→ Task:
Output the records. Match them exactly.

* * * * * * * * *

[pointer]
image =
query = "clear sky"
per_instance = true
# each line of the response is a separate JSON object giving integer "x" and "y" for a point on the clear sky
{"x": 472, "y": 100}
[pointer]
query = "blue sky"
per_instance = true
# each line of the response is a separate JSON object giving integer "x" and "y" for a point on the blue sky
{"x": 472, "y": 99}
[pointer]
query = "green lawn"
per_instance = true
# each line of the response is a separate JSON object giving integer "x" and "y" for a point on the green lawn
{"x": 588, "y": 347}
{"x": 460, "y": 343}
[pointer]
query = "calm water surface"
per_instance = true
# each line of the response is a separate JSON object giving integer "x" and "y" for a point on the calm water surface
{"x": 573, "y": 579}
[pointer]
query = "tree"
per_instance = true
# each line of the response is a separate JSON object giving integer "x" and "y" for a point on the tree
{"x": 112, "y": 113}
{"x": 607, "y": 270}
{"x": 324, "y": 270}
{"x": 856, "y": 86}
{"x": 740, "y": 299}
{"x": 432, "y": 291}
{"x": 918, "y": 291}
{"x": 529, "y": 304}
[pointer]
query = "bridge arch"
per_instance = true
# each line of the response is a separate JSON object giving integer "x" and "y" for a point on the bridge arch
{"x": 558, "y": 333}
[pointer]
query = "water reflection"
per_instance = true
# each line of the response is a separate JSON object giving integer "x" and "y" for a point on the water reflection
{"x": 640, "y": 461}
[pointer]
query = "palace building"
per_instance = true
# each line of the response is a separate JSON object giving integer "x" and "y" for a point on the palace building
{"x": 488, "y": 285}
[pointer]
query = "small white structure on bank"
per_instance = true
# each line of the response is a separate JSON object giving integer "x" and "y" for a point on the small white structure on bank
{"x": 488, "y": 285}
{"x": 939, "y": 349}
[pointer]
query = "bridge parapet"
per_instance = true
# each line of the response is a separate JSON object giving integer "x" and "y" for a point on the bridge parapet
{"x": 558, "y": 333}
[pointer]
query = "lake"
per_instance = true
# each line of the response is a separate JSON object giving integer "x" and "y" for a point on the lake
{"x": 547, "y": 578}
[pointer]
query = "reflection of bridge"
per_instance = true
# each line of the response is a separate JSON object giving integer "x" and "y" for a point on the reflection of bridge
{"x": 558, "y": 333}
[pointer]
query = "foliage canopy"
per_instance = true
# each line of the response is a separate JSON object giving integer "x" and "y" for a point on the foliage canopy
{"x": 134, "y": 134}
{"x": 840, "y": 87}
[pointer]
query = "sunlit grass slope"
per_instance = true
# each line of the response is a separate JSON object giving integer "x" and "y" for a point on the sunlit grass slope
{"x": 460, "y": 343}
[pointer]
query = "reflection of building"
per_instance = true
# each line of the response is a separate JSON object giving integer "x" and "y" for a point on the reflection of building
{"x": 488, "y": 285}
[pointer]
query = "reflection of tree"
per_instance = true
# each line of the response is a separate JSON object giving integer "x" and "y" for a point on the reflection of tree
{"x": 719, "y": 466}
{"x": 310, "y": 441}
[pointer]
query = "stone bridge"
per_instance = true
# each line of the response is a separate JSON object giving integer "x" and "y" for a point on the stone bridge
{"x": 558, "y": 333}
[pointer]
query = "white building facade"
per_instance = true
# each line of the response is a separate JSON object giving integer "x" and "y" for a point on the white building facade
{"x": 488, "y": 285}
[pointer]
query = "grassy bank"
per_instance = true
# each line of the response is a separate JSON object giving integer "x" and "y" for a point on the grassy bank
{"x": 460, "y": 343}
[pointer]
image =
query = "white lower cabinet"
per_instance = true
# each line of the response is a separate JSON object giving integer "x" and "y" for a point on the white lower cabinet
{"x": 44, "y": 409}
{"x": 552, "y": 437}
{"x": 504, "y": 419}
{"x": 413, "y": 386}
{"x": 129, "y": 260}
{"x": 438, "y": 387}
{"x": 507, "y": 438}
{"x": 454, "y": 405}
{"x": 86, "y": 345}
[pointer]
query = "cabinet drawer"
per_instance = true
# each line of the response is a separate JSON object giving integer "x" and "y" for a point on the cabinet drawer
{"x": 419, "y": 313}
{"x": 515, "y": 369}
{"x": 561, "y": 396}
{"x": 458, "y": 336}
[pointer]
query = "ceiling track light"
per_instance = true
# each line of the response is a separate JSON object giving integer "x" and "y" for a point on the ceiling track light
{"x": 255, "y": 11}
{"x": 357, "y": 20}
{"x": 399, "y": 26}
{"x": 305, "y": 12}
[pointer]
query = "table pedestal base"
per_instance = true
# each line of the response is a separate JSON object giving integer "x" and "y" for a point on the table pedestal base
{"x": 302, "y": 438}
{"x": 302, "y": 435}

* * * * * * * * *

→ Exercise response:
[pointer]
image =
query = "clear sky"
per_instance = true
# each line of the response is a separate JSON object giving integer "x" and "y" for a point on the clear sky
{"x": 472, "y": 100}
[pointer]
query = "blue sky"
per_instance = true
# each line of the response is a separate JSON object giving integer "x" and "y" for a point on the blue sky
{"x": 472, "y": 99}
[pointer]
query = "green lawn"
per_instance = true
# each line of the response is a separate JSON object giving integer "x" and "y" for a point on the green lawn
{"x": 588, "y": 347}
{"x": 460, "y": 343}
[pointer]
query = "calm water surface"
per_instance = true
# each line of the response is a separate JSON object giving integer "x" and "y" for a point on the calm water surface
{"x": 573, "y": 579}
[pointer]
query = "tree"
per_instance = true
# each line of the response is a separate JSON object giving integer "x" and "y" for a point on the tree
{"x": 112, "y": 113}
{"x": 607, "y": 270}
{"x": 324, "y": 270}
{"x": 856, "y": 86}
{"x": 740, "y": 299}
{"x": 432, "y": 291}
{"x": 918, "y": 291}
{"x": 529, "y": 304}
[pointer]
query = "bridge arch"
per_instance = true
# each line of the response is a separate JSON object giving integer "x" and "y" for a point on the bridge arch
{"x": 558, "y": 333}
[pointer]
query = "water reflection"
per_instance = true
# each line of the response is a separate JSON object giving integer "x" and "y" for a point on the water reflection
{"x": 640, "y": 461}
[pointer]
query = "palace building"
per_instance = true
# each line of the response is a separate JSON object giving integer "x" and "y" for a point on the palace building
{"x": 488, "y": 285}
[pointer]
query = "small white structure on bank"
per_instance = true
# each line of the response is a separate JSON object giving integer "x" and "y" for a point on the small white structure on bank
{"x": 488, "y": 285}
{"x": 939, "y": 349}
[pointer]
query = "bridge parapet"
per_instance = true
# each line of the response is a separate JSON object giving integer "x" and "y" for a point on the bridge parapet
{"x": 558, "y": 333}
[pointer]
query = "lake"
per_instance = true
# each line of the response is a separate JSON object giving integer "x" and "y" for a point on the lake
{"x": 547, "y": 578}
[pointer]
query = "reflection of bridge"
per_instance = true
# each line of the response is a separate JSON object giving integer "x" and "y" for a point on the reflection of bridge
{"x": 558, "y": 333}
[pointer]
query = "foliage canopy"
per_instance = true
# each line of the response is a separate JSON object giving integer "x" and "y" for a point on the foliage canopy
{"x": 134, "y": 134}
{"x": 840, "y": 87}
[pointer]
query = "sunlit grass slope"
per_instance = true
# each line of the response is a separate JSON object giving integer "x" and "y" for a point on the sunlit grass slope
{"x": 460, "y": 343}
[pointer]
query = "reflection of building"
per_instance = true
# each line of the response is a separate JSON object giving integer "x" and "y" for a point on the reflection of building
{"x": 488, "y": 285}
[pointer]
query = "reflection of tree"
per_instance = true
# each line of the response is a separate JSON object giving integer "x" and "y" for a point on the reflection of tree
{"x": 719, "y": 466}
{"x": 310, "y": 441}
[pointer]
query = "stone bridge"
per_instance = true
# each line of the response is a separate JSON object giving integer "x" and "y" for a point on the stone bridge
{"x": 558, "y": 333}
[pointer]
query = "white building facade"
per_instance = true
# each line of the response is a separate JSON object giving integer "x" and "y" for a point on the white building facade
{"x": 488, "y": 285}
[pointer]
query = "grassy bank"
per_instance = true
# each line of the response is a separate JSON object giving integer "x" and "y" for a point on the grassy bank
{"x": 460, "y": 343}
[pointer]
image =
query = "white lower cabinet"
per_instance = true
# each line of the response is a separate JSON object giving integer "x" and "y" for a point on the white lower cabinet
{"x": 44, "y": 409}
{"x": 552, "y": 437}
{"x": 504, "y": 419}
{"x": 413, "y": 386}
{"x": 129, "y": 260}
{"x": 438, "y": 387}
{"x": 507, "y": 438}
{"x": 454, "y": 405}
{"x": 86, "y": 345}
[pointer]
query = "cabinet drawer"
per_instance = true
# each line of the response is a separate JSON object giving integer "x" and "y" for a point on the cabinet drawer
{"x": 419, "y": 313}
{"x": 515, "y": 369}
{"x": 561, "y": 396}
{"x": 458, "y": 336}
[pointer]
query = "ceiling track light"
per_instance = true
# each line of the response is a separate JSON object giving integer "x" and "y" for a point on the ceiling track light
{"x": 255, "y": 11}
{"x": 357, "y": 20}
{"x": 399, "y": 26}
{"x": 305, "y": 12}
[pointer]
query = "table pedestal base"
per_instance = true
# each line of the response is a separate JSON object giving integer "x" and "y" for a point on the table pedestal base
{"x": 302, "y": 438}
{"x": 302, "y": 435}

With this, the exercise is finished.